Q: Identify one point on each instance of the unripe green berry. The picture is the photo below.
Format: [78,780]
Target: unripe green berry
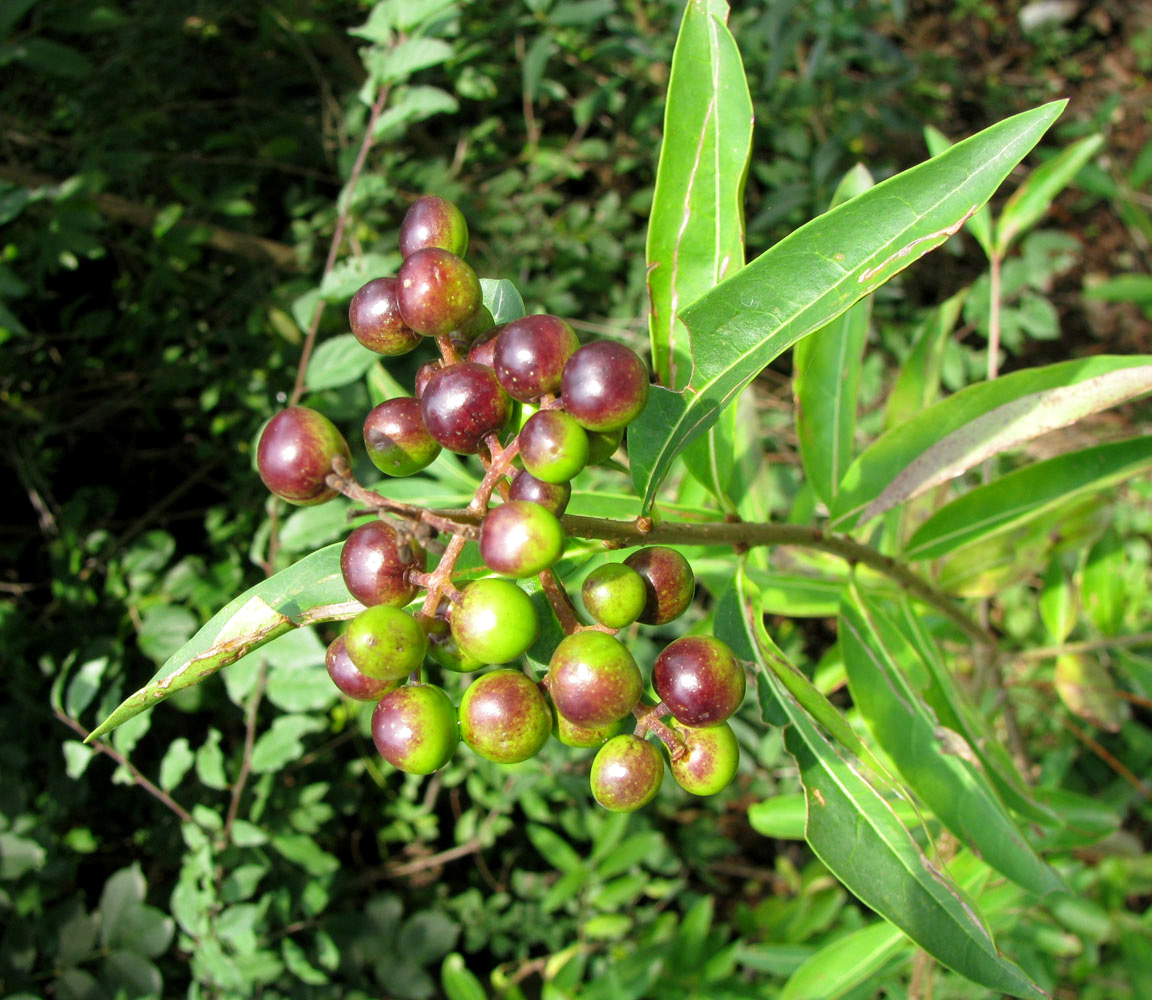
[614,595]
[494,621]
[627,773]
[385,642]
[414,727]
[710,762]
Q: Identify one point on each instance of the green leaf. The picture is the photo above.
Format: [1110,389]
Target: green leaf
[1103,584]
[954,710]
[813,275]
[177,760]
[918,383]
[1033,197]
[410,55]
[309,592]
[501,298]
[978,422]
[554,848]
[338,362]
[980,224]
[857,835]
[696,229]
[847,962]
[459,983]
[937,763]
[1025,493]
[1086,689]
[1058,603]
[826,378]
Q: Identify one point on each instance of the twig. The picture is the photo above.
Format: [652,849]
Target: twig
[100,747]
[338,237]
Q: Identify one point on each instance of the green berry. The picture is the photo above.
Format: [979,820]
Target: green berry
[627,773]
[385,643]
[494,621]
[614,595]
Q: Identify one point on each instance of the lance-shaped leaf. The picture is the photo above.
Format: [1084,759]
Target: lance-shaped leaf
[308,592]
[1025,493]
[980,224]
[979,422]
[813,275]
[696,233]
[955,711]
[696,230]
[1035,196]
[827,377]
[938,763]
[853,830]
[847,962]
[918,384]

::::

WHAT YOU HAVE TO DO:
Go through the records line by line and count those containing the string "each". Give only the total.

ANSWER SECTION:
5